_Task requirements_:
Copy all the lines below without altering anything.

___ Source data ___

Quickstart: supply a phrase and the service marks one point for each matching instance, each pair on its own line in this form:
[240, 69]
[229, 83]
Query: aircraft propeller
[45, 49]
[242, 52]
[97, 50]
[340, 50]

___

_Result of the exercise_:
Quickstart: supply a phrase and the service marks one point for each matching instance, each pair on its own line in this form:
[240, 69]
[229, 83]
Query: aircraft propeller
[45, 49]
[242, 52]
[97, 50]
[340, 50]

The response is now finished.